▶ **Tasks for this exercise**:
A) In the article about the Buford Rogers arrest, rewrite the paragraph beginning "Sources on Monday described Rogers" as a short bulleted list that keeps its main facts.
B) Print the part of the article about the Buford Rogers arrest from "The Minneapolis Star-Tribune" to "one profanity-punctuated message.".
C) Give what follows the last sentence of the article about the Buford Rogers arrest.

▶ **Reading text**:
*****

The FBI reported on May 6 that it had broken up a possibly deadly domestic "terror attack" when it arrested Buford Rogers in Western Minnesota. After raiding his mobile home in the town of Montevideo, law enforcement found Molotov cocktails, suspected pipe bombs and a Romanian AKM assault rife.
Sources on Monday described Rogers as a "militia type" who had started up Black Snake Militia, a group with strong anti-government leanings. Rogers' targets reportedly included local authorities; he "allegedly talked about wanting to bomb the Montevideo Police Department."
The Minneapolis Star-Tribune described the suspect has having "white supremacist" ties. From the Star-Tribune report:
Several postings on Rogers' Facebook page from June 15, 2011, express his apparent irritation: "The NOW [New World Order] has taken all your freedoms the right to bear arms freedom of speech freedom of the press ..." read one profanity-punctuated message.
You will likely not be surprised that none of Fox News' primetime hosts mentioned the Rogers arrest last night or the looming threat of right-wing extremist violence. That, despite the fact the shows have dedicated countless programming hours in recent weeks to ginning up fear and angst surrounding the terror attack in Boston on Patriot's Day.
Prompted by the arrest of a Muslim suspect, Fox News has spent weeks demonizing Islam by assigning collective blame, as well as targeting Muslims who travel here to study. But yet another far-right, anti-government plot to possibly kill law enforcement officials? At Fox News, that's not a story that draws much concern, especially not from its primetime talkers.

*****

▶ **Input data**:
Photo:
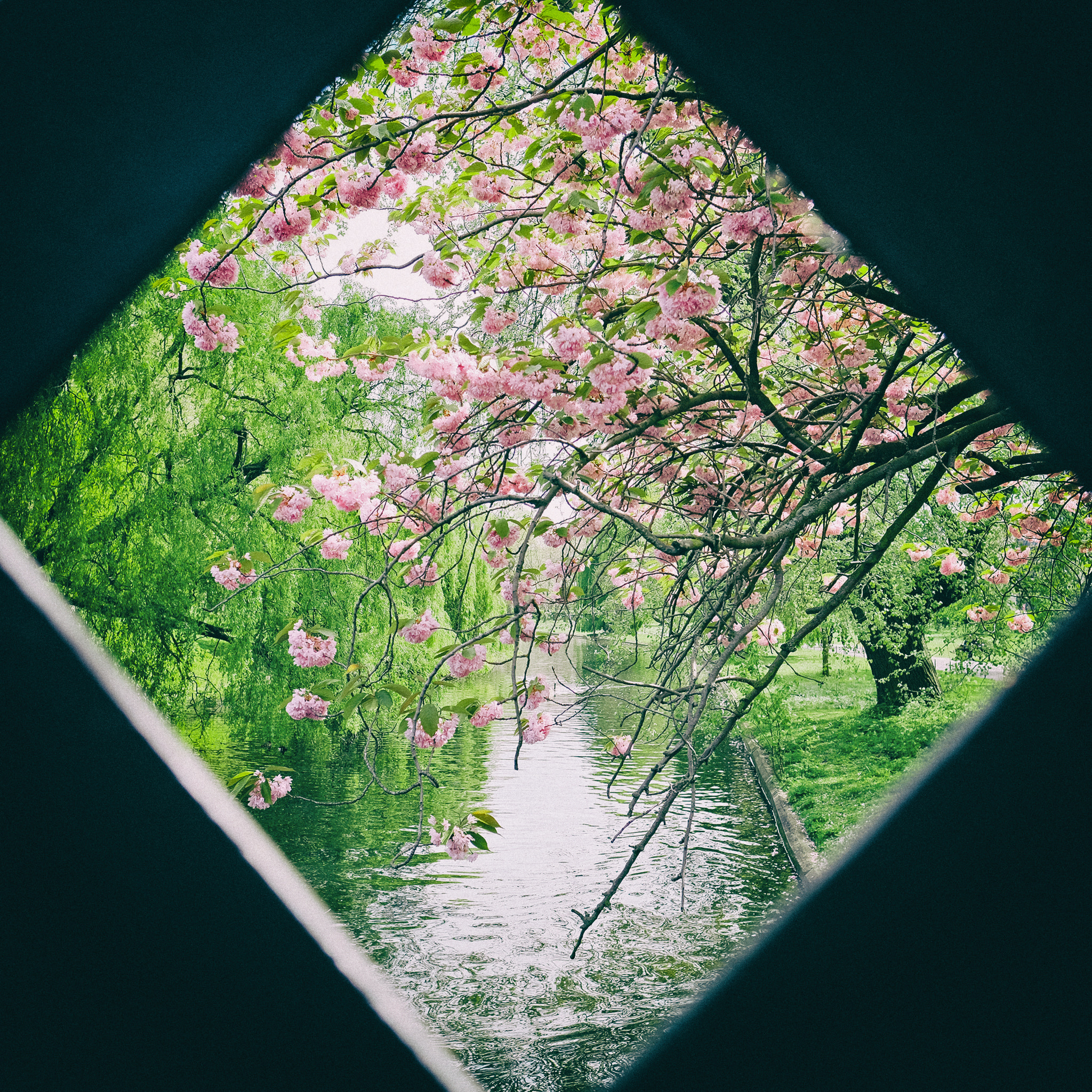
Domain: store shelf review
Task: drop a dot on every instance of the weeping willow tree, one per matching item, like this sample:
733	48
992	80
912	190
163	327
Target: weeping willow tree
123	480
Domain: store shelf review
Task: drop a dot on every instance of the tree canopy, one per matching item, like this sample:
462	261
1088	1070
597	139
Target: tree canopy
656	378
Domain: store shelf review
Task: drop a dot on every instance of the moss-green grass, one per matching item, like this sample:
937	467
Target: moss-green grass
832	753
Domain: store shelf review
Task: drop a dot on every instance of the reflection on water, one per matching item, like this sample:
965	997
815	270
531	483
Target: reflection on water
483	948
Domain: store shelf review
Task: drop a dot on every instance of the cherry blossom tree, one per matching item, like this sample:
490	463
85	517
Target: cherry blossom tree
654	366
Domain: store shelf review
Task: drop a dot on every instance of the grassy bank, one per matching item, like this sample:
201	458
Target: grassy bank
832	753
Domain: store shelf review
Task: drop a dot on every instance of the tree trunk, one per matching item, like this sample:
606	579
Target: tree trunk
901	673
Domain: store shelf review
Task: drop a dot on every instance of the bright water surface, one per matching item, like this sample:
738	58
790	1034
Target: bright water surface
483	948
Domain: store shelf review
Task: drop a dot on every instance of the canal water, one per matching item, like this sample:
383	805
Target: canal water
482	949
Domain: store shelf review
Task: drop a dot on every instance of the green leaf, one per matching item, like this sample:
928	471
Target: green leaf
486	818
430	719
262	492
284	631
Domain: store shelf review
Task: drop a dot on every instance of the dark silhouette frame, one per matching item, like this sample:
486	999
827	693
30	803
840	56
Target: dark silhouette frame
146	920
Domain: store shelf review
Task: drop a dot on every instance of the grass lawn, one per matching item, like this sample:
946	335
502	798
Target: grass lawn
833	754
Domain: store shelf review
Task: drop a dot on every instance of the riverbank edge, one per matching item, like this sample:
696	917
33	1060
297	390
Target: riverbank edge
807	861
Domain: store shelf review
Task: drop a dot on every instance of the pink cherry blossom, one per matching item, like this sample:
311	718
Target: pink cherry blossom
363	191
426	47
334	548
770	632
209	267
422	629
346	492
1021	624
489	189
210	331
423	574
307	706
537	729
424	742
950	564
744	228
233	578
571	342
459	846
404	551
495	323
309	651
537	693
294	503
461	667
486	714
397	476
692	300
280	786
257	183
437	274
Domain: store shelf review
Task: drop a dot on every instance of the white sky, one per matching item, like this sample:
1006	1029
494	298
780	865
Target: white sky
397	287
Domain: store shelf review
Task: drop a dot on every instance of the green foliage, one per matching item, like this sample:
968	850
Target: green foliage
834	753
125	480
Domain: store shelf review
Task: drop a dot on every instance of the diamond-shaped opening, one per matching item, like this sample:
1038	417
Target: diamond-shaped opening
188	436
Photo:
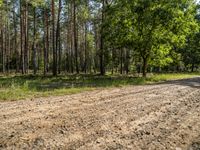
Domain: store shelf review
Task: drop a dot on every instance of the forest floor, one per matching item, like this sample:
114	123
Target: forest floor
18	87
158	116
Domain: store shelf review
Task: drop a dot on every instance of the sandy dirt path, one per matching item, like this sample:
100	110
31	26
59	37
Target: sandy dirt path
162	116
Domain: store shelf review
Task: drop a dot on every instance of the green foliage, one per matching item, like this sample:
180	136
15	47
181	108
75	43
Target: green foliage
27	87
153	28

*****

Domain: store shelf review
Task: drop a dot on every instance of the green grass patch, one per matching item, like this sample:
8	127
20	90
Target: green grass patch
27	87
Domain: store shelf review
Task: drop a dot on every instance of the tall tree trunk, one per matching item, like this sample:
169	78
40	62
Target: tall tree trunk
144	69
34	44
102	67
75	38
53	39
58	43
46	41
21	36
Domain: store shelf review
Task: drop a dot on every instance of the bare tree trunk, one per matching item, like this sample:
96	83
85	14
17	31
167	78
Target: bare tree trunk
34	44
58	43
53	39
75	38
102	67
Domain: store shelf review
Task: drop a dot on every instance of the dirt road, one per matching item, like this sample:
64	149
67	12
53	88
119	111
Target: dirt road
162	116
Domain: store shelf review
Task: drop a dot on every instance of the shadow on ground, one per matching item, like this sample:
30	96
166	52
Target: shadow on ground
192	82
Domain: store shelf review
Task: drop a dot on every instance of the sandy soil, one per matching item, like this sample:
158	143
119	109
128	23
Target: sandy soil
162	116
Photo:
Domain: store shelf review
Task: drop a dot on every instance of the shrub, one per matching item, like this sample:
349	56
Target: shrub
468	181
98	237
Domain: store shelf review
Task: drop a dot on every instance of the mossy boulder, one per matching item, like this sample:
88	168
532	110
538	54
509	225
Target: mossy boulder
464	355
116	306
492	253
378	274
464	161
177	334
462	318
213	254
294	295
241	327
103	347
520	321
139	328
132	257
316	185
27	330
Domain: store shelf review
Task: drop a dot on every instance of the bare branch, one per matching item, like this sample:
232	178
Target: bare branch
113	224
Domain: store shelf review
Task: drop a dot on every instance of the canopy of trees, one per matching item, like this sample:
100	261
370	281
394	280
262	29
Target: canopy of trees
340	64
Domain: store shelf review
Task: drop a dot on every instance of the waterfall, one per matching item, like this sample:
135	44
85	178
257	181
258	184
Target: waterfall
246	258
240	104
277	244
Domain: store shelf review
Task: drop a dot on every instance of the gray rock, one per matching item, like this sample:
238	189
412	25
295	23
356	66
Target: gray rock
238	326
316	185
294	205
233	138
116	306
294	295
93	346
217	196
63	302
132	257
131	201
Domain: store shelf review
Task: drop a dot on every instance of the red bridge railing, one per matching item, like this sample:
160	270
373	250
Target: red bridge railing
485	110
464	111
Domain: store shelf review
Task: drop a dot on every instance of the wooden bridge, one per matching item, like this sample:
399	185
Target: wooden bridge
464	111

*****

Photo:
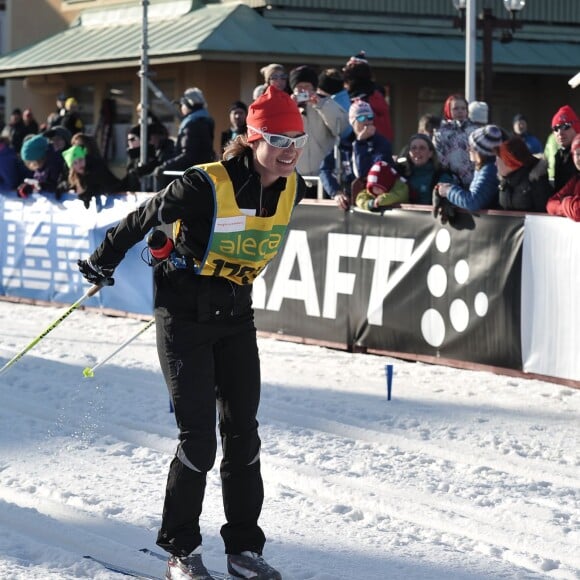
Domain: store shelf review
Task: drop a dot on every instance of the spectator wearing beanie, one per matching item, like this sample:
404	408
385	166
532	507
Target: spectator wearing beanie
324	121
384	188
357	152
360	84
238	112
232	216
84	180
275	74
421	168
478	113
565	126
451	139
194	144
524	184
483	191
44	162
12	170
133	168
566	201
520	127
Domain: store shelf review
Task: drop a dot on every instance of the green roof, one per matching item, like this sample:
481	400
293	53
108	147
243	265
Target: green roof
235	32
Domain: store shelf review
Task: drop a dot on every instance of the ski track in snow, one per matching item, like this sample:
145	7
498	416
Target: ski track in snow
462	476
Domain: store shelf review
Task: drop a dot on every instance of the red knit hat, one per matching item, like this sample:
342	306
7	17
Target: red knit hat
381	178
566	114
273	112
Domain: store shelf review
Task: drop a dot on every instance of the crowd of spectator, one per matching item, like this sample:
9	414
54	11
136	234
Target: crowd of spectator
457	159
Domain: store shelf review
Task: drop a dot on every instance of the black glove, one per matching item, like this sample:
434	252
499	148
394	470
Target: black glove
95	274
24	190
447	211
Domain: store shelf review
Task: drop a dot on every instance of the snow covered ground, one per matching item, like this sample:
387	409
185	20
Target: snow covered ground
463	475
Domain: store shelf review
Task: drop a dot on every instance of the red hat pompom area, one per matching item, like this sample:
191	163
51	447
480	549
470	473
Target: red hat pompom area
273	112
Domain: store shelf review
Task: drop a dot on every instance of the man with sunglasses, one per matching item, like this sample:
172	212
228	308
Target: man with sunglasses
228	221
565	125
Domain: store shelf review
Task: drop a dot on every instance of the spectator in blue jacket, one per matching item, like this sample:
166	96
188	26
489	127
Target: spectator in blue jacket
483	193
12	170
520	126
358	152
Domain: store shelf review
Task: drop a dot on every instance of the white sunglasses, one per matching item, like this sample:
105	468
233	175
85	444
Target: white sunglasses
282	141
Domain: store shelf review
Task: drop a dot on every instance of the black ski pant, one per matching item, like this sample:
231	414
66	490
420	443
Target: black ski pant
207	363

*****

▶ **Exercise responses**:
A)
- On Monday, sources described Rogers as a "militia type."
- He had started a group called Black Snake Militia, which had strong anti-government leanings.
- His targets reportedly included local authorities.
- He allegedly talked about wanting to bomb the Montevideo Police Department.

B)
The Minneapolis Star-Tribune described the suspect has having "white supremacist" ties. From the Star-Tribune report:
Several postings on Rogers' Facebook page from June 15, 2011, express his apparent irritation: "The NOW [New World Order] has taken all your freedoms the right to bear arms freedom of speech freedom of the press ..." read one profanity-punctuated message.

C)
It's true Fox has included a number of on-air mentions about the Minnesota terror news during its daytime programming. But what makes Fox's ho-hum coverage noteworthy is the contrast to its interest in making sweeping generalizations about the Islamic community when terror plots have included Muslims Muslim suspects (or, as we saw with the misguided post-Boston obsession with the "Saudi national," Muslim victims).
It was a Fox talker who suggested in the wake of the Boston terror attacks that American mosques be bugged and other Constitutional rights for Muslims be eliminated. And it was on Fox that viewers were recently told, "not all Muslims are terrorists, but all terrorist are Muslims."
When it comes to allegations of another right-wing extremist terror plot, Fox News is not in a rush to affix collective blame even though the list of far-right, anti-government terror plots, as well as acts of political violence in the form of attacks on women's health clinics, has become quite long in recent years. (Think Progress: "Fifty-six percent of domestic terrorist attacks and plots in the U.S. since 1995 have been perpetrated by right-wing extremists.")
Note to Fox News: The anti-government terror arrest in Minnesota was hardly an isolated event.